Problem to work on:
Copy down all of the data underneath, exactly as shown.

Point-per-instance localization data
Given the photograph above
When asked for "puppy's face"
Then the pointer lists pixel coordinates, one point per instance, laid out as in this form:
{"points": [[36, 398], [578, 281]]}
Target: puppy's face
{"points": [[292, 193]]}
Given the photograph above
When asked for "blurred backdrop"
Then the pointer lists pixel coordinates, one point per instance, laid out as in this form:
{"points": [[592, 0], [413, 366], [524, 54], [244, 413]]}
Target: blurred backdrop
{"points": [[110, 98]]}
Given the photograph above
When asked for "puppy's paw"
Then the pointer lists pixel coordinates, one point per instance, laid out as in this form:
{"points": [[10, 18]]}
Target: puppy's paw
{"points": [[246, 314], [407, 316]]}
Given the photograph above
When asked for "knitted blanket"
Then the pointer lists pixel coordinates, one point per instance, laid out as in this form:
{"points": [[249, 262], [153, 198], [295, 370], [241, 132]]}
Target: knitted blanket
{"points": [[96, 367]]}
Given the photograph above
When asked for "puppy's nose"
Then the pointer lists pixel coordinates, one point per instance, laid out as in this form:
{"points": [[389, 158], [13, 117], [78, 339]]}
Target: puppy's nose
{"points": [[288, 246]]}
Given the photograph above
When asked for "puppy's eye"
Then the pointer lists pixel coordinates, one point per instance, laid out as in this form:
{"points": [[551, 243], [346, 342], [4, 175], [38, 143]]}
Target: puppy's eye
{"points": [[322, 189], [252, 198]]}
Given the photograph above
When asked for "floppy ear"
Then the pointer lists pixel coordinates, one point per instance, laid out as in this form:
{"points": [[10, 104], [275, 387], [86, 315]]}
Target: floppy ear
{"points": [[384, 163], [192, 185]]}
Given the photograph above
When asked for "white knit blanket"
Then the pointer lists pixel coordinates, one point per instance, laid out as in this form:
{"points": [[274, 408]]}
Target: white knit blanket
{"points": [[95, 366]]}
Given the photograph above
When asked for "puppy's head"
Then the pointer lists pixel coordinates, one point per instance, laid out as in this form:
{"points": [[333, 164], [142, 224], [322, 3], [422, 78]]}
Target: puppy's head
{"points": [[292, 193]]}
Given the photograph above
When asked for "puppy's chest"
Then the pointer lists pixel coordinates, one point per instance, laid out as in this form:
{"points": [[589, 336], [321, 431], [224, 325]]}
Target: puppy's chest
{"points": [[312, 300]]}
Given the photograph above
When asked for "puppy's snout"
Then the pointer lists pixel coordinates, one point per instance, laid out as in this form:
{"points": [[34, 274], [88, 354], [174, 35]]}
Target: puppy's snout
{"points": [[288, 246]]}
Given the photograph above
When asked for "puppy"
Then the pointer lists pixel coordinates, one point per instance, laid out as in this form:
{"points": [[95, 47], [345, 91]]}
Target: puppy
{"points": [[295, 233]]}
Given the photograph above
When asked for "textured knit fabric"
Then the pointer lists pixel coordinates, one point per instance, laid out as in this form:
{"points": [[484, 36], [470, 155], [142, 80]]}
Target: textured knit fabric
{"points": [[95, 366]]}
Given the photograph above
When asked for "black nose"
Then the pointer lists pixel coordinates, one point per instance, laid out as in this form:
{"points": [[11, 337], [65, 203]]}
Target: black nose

Expected output:
Given the photograph above
When asked for "puppy's face"
Then the pointer lists pixel coordinates, one point per instance, laid out as in this form:
{"points": [[36, 398], [578, 281]]}
Target: puppy's face
{"points": [[292, 193]]}
Given the photograph above
When asked for "blurred backdrop"
Then the pointer lists pixel coordinates, one point per instance, laid out as in this form:
{"points": [[592, 0], [413, 366], [524, 54], [244, 413]]}
Target: blurred backdrop
{"points": [[110, 98]]}
Given the photograph above
When asked for "puppy's paw"
Then the pointer lists pixel coordinates, one point per instance, laid out as in this form:
{"points": [[10, 18]]}
Target: puppy's paw
{"points": [[246, 314], [407, 316]]}
Given the photograph above
When asked for "knitted blanket"
Then the pointer lists pixel coordinates, one point per instance, laid out as in this form:
{"points": [[249, 262], [153, 198], [295, 370], [241, 132]]}
Target: knitted blanket
{"points": [[96, 367]]}
Given the photograph above
When asked for "puppy's nose"
Then the pointer lists pixel coordinates, one point per instance, laid out as in this form:
{"points": [[389, 158], [13, 117], [78, 339]]}
Target: puppy's nose
{"points": [[288, 246]]}
Given the photograph above
When asked for "puppy's eye"
Then the pointer lists pixel coordinates, one point per instance, laid out as in this form:
{"points": [[551, 243], [346, 342], [4, 175], [38, 143]]}
Target: puppy's eye
{"points": [[322, 189], [252, 198]]}
Given the photograph above
When asked for "floppy ear"
Then the pointer lists pixel coordinates, one point per instance, laid out as in this form:
{"points": [[10, 104], [275, 387], [86, 315]]}
Target: floppy ear
{"points": [[384, 163], [192, 185]]}
Given the photograph above
When asked for "white knit blanket"
Then the pointer lists pixel coordinates, one point per instance, laid out as in this form:
{"points": [[274, 408]]}
Target: white knit blanket
{"points": [[95, 366]]}
Given the photograph above
When asked for "puppy's head"
Then the pointer lists pixel coordinates, one point per instance, laid out as in this form:
{"points": [[333, 164], [142, 224], [322, 3], [422, 78]]}
Target: puppy's head
{"points": [[292, 193]]}
Given the photograph above
When asked for "puppy's chest"
Then the pointer lists pixel coordinates, one point per instance, laid out as in this form:
{"points": [[589, 336], [321, 431], [224, 325]]}
Target: puppy's chest
{"points": [[312, 300]]}
Given the photograph above
When asked for "puppy's snout"
Then the pointer lists pixel coordinates, one point per instance, laid out as in this form:
{"points": [[34, 274], [88, 354], [174, 35]]}
Target: puppy's snout
{"points": [[288, 246]]}
Given the photograph above
When asked for "puppy"
Then the pointer lists pixel coordinates, one point per instance, laid out as in this form:
{"points": [[95, 47], [345, 91]]}
Target: puppy
{"points": [[295, 233]]}
Given the photograph above
When asked for "textured knit fabric"
Then the pointer lists pixel coordinates, one point per instance, laid out as in this form:
{"points": [[484, 36], [470, 155], [142, 80]]}
Target: textured knit fabric
{"points": [[95, 366]]}
Given the photograph above
When asked for "black nose"
Then the pointer lists pixel coordinates, one point per instance, laid out as in this form:
{"points": [[11, 337], [65, 203]]}
Target: black nose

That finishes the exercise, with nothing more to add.